#### EXTRAIT FOURNI
Inhumation au temps du Covid-19 : le difficile retour des corps au pays natal
Des milliers d’Africains sont morts du Covid-19 loin de leurs pays d’origine. Si beaucoup souhaitaient être enterrés sur la terre de leurs aïeux, respecter leur volonté s'avère difficile.
Le Maroc, la Tunisie ou encore le Sénégal ont suspendu, voire interdit, les rapatriements des corps de leurs ressortissants morts du Covid-19 à l’étranger. Déjà en temps ordinaire les procédures sont extrêmement strictes. Mais aujourd’hui, avec l'épidémie et l’arrêt des vols internationaux, elles sont quasi-impossibles. De nombreuses familles endeuillées sont plongées dans une double détresse : outre la mort en elle-même de leur proche, elles se retrouvent dans l'incapacité de lui faire l'adieu qu'elles souhaiteraient. L'impossible rapatriements des défunts dans leur pays d'origine se conjugue à l’obligation d’une inhumation rapide dans la religion musulmane.
C'est un vrai problème car, à ce jour, il y a plus d’Africains qui sont morts en Europe ou aux Etats Unis que sur le continent lui-même. Pour le Maroc, 387 ressortissants sont décédés en Europe contre 174 dans le royaume chérifien. Habituellement, 70% des familles marocaines rapatrient leur morts. De même, plusieurs dizaines de Sénégalais ont été emportés par le Covid-19 aux Etats-Unis, en Italie, au Brésil. Rien que pour la France, 45 sont morts contre 14 officiellement à ce jour au Sénégal.
Certificat de non-contagion
En temps normal, il existe déjà des procédures administratives longues et fastidieuses, sanitaires, de transit aérien, qui peuvent durer plusieurs jours, voire plusieurs semaines. Pas de rapatriement possible, par exemple, sans "certificat de non-contagion".
########
ACTIVITÉS
• a. Recopiez fidèlement le passage de l'article sur le rapatriement des corps, de « Inhumation au temps » à « volonté s'avère difficile. ».
• b. Dans l'article sur le rapatriement des corps, résumez sous forme de liste le paragraphe qui commence par « C'est un vrai problème », en gardant ses principaux faits.
• c. Selon l'article sur le rapatriement des corps, quel document est indispensable à tout rapatriement, même en temps normal ?
#### DONNÉES FOURNIES
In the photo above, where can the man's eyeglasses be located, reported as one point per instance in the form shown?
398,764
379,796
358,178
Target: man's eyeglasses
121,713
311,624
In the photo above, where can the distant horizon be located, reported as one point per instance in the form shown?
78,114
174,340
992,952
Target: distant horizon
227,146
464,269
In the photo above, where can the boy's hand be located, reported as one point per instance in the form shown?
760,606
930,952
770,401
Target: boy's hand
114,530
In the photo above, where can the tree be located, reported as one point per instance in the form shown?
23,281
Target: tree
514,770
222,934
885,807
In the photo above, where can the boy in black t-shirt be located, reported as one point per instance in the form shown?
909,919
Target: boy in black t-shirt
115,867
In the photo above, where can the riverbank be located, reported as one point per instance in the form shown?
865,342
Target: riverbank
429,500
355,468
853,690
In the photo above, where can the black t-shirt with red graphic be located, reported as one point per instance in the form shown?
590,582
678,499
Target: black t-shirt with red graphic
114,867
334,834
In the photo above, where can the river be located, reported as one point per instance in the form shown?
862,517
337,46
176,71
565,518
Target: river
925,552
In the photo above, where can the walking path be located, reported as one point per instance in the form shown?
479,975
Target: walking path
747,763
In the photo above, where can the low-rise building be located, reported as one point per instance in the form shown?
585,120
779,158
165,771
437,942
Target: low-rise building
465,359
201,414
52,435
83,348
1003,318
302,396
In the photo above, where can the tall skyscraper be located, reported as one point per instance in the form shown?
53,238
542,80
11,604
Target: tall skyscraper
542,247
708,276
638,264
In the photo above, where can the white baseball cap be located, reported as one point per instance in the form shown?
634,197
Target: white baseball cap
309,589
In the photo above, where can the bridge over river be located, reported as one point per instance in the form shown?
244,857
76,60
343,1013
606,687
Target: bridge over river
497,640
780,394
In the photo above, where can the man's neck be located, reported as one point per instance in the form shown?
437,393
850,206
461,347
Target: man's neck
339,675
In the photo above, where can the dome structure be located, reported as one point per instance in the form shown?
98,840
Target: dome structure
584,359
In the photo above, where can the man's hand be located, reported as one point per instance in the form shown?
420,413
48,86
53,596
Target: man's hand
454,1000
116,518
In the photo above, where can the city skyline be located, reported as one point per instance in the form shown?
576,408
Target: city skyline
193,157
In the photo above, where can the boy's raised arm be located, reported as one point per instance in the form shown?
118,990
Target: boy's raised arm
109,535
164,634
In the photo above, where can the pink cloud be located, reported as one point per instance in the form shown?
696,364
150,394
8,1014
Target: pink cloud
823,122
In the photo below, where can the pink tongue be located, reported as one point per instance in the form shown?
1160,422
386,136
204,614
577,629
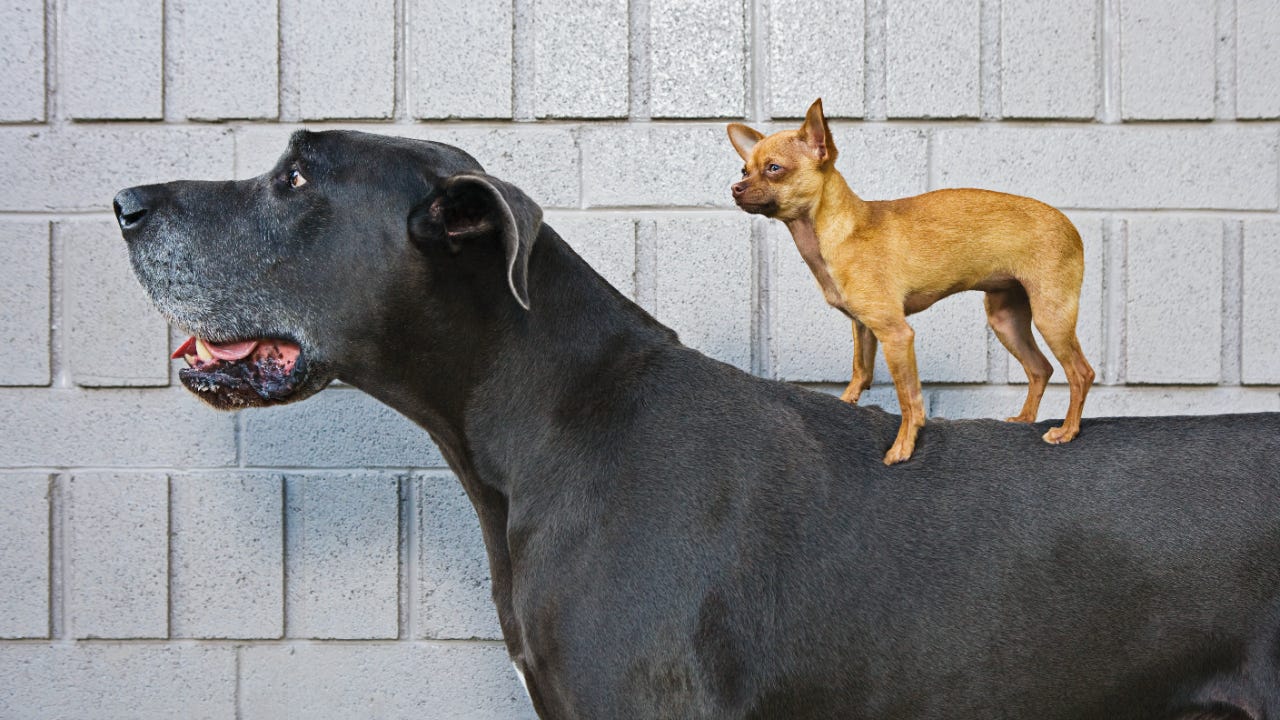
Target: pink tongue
232,350
225,351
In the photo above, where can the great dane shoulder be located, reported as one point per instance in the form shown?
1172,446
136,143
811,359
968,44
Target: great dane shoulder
670,537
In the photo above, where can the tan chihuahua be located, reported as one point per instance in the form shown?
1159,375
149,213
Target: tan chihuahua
882,260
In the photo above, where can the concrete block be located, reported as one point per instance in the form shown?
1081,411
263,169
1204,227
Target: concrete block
453,591
24,295
882,163
607,242
342,557
343,69
223,60
576,46
1166,59
149,428
805,64
460,58
703,277
1048,59
105,308
698,59
338,428
22,62
112,59
339,680
1210,167
228,556
118,555
1257,59
135,680
658,164
932,58
1260,345
540,160
82,168
24,556
1174,305
1088,324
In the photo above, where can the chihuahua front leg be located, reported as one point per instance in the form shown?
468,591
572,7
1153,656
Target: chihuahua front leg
864,363
899,341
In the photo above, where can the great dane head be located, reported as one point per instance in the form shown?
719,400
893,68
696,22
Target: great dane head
284,279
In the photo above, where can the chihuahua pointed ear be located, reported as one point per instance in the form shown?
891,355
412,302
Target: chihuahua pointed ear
474,208
816,133
744,139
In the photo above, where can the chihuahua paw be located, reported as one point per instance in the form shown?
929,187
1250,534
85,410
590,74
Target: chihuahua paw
897,455
1057,436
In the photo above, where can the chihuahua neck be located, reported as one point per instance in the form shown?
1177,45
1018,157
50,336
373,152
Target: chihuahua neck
837,206
837,212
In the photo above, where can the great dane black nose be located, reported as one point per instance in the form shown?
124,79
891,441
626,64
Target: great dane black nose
131,208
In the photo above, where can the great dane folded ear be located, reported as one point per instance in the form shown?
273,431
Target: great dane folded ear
470,208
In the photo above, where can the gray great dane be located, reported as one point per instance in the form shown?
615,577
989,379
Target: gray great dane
672,538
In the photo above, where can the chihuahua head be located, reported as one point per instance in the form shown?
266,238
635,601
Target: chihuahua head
784,173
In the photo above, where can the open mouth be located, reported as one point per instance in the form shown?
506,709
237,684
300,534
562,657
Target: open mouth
767,208
242,373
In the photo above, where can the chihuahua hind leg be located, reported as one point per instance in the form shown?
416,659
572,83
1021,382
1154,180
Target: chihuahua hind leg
1009,313
864,363
1056,324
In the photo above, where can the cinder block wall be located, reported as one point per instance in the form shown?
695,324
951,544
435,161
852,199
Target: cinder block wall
163,560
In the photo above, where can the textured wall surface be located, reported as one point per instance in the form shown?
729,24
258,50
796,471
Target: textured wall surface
163,560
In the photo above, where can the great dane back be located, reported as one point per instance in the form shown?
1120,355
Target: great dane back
672,538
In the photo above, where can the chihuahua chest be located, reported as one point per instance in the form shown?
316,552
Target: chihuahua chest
807,242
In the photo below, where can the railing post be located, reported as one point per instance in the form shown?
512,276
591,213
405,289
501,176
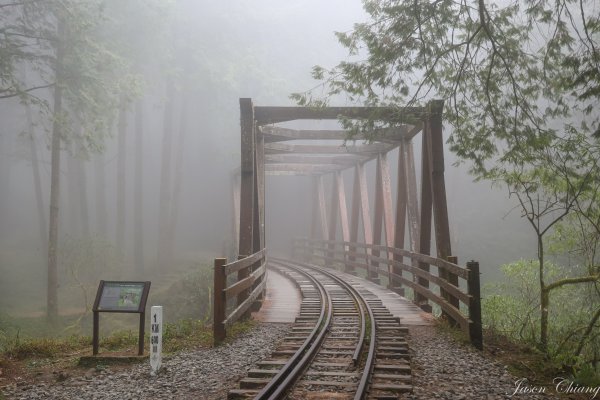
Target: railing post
447,296
473,287
219,301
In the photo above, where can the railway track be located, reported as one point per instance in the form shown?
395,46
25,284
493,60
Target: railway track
344,345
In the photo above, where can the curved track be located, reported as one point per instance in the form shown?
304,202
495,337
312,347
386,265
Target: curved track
344,345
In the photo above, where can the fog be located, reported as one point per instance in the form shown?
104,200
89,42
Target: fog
263,50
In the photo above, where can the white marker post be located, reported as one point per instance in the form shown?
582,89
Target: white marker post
155,339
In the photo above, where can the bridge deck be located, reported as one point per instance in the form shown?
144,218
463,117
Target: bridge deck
282,301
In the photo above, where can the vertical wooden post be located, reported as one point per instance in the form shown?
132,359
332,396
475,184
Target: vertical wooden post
365,212
474,290
425,220
315,209
412,198
438,190
388,217
259,213
341,194
354,216
246,177
235,183
248,191
141,334
377,222
219,300
322,208
333,213
400,226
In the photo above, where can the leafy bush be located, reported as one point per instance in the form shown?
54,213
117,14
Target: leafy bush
511,309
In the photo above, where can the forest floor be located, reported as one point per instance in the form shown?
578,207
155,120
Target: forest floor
51,362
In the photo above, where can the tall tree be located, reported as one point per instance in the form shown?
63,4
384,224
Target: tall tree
164,210
100,194
61,41
518,78
37,181
121,172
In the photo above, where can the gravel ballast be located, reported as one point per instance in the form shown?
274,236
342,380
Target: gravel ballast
441,368
199,374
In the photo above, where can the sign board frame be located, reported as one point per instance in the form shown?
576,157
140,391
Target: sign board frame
121,297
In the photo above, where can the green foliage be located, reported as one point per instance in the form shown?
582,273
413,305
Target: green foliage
190,296
510,309
506,72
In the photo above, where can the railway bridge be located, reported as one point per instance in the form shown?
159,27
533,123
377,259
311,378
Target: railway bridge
361,273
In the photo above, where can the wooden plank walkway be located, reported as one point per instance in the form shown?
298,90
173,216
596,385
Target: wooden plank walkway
282,301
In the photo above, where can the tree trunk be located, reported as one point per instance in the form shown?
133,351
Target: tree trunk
544,299
165,179
178,177
84,214
52,290
37,183
138,199
122,131
100,194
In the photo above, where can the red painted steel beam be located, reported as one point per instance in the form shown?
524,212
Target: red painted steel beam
425,220
247,188
322,207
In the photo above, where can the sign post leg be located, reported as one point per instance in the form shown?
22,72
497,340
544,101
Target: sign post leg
96,333
141,336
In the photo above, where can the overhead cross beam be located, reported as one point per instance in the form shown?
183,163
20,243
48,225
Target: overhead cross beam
265,153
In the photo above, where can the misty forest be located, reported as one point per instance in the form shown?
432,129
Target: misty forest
120,143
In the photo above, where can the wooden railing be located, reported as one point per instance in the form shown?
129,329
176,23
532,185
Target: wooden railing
233,300
416,274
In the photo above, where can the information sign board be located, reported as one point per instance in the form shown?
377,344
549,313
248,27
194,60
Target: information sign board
121,297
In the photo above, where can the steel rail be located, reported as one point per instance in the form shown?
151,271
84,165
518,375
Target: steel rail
292,370
370,361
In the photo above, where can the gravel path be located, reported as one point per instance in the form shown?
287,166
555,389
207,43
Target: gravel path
202,374
442,369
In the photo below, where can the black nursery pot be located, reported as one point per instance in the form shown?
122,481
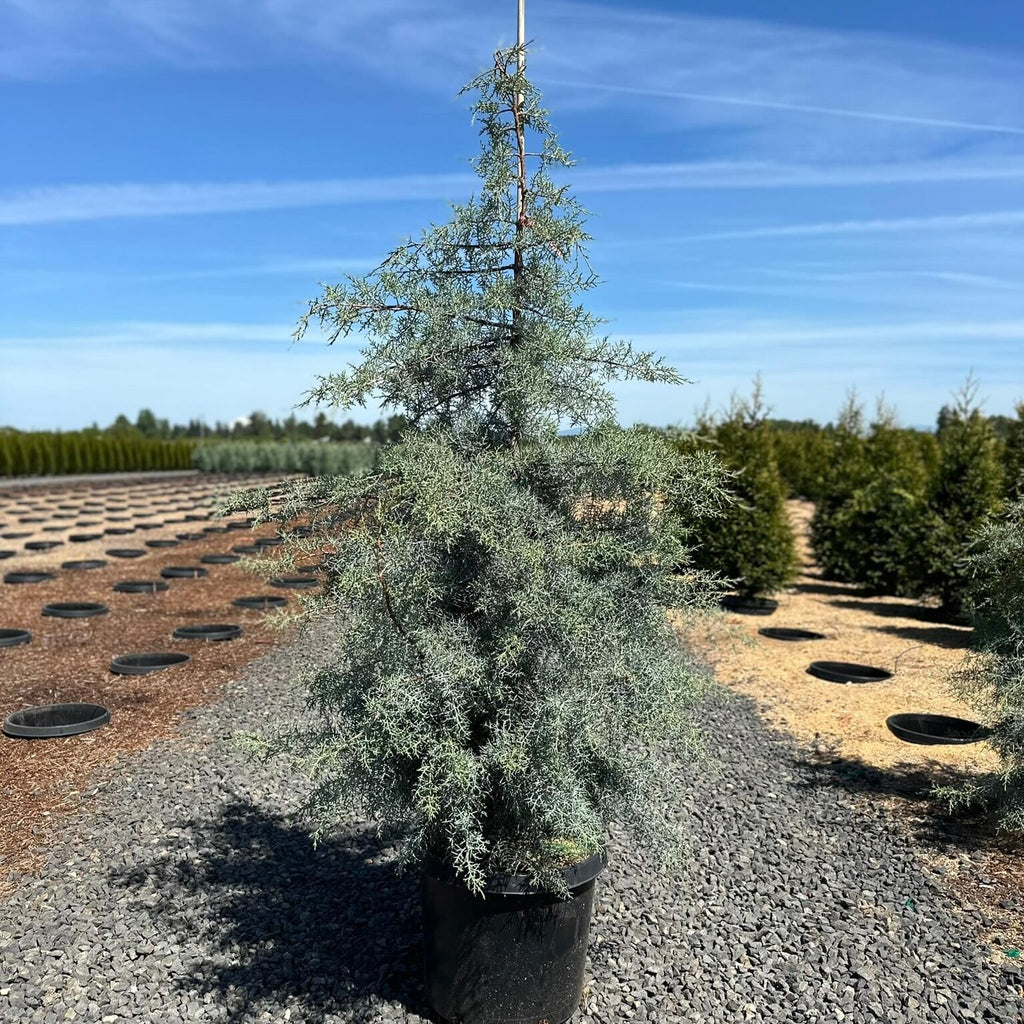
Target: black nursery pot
749,605
512,956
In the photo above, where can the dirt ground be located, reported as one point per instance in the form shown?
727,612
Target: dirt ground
69,659
841,728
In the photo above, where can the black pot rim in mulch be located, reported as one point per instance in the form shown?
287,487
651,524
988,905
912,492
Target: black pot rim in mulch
749,605
84,563
49,721
183,571
142,665
261,602
11,638
75,609
848,672
294,583
139,586
936,729
29,577
214,632
786,633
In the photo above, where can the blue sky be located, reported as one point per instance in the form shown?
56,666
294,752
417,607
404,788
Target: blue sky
833,197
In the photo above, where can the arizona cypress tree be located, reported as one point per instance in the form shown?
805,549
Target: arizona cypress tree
505,673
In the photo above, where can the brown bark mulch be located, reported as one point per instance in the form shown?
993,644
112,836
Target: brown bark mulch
69,659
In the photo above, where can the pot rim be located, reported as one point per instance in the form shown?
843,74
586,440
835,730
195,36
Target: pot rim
576,877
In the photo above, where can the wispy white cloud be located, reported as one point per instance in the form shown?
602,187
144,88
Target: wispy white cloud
53,204
74,202
967,280
678,68
793,108
998,218
148,334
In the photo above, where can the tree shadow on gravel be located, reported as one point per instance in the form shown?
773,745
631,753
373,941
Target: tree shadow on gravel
827,589
950,637
921,612
912,785
274,923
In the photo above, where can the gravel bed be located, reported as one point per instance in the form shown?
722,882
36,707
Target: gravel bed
185,893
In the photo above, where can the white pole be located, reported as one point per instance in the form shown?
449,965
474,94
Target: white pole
521,35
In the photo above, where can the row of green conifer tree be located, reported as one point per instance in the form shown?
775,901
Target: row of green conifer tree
48,454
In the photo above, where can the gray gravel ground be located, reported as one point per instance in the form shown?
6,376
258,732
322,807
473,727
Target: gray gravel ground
184,893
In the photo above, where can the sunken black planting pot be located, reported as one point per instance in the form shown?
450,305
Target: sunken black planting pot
514,955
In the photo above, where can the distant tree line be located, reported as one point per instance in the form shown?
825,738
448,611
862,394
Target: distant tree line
896,508
257,426
51,454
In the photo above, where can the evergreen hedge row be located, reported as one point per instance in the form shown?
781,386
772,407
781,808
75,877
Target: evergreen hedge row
751,540
992,676
312,458
898,507
51,454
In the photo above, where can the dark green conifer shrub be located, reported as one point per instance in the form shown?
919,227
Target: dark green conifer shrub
803,453
506,677
751,540
992,676
876,525
968,491
1014,456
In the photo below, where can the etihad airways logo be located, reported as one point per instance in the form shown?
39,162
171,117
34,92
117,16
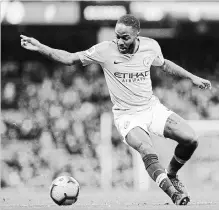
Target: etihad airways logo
132,77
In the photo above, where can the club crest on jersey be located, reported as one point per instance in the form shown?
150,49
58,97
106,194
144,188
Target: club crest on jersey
147,61
90,51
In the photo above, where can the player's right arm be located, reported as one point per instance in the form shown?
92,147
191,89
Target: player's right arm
61,56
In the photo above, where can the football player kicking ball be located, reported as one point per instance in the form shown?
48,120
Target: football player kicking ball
127,62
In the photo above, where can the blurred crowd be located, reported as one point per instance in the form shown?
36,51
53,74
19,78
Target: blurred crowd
51,121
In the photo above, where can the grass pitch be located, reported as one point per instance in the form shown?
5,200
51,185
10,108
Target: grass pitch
28,199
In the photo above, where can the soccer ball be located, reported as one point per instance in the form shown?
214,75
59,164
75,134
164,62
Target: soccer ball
64,190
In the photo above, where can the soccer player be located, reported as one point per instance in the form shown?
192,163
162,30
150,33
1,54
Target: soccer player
126,62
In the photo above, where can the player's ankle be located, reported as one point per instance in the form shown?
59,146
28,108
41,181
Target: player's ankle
170,173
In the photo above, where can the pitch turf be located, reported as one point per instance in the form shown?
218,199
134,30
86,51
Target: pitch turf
13,199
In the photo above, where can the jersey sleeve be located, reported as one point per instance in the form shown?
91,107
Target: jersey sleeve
95,54
159,59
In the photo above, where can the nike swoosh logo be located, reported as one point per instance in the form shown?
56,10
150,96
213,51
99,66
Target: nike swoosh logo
117,62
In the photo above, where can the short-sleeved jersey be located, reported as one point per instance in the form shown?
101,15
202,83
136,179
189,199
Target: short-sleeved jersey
127,75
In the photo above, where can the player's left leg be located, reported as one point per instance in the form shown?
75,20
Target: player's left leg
########
RÉSULTATS PAR TÂCHE
• a.
Inhumation au temps du Covid-19 : le difficile retour des corps au pays natal
Des milliers d’Africains sont morts du Covid-19 loin de leurs pays d’origine. Si beaucoup souhaitaient être enterrés sur la terre de leurs aïeux, respecter leur volonté s'avère difficile.

• b.
- À ce jour, plus d'Africains sont morts du Covid-19 en Europe ou aux États-Unis que sur le continent africain.
- Maroc : 387 ressortissants décédés en Europe contre 174 dans le royaume.
- Habituellement, 70 % des familles marocaines rapatrient leurs morts.
- Plusieurs dizaines de Sénégalais sont morts du Covid-19 aux États-Unis, en Italie et au Brésil.
- Pour la France seule, 45 Sénégalais sont morts, contre 14 officiellement au Sénégal.

• c. Un « certificat de non-contagion ».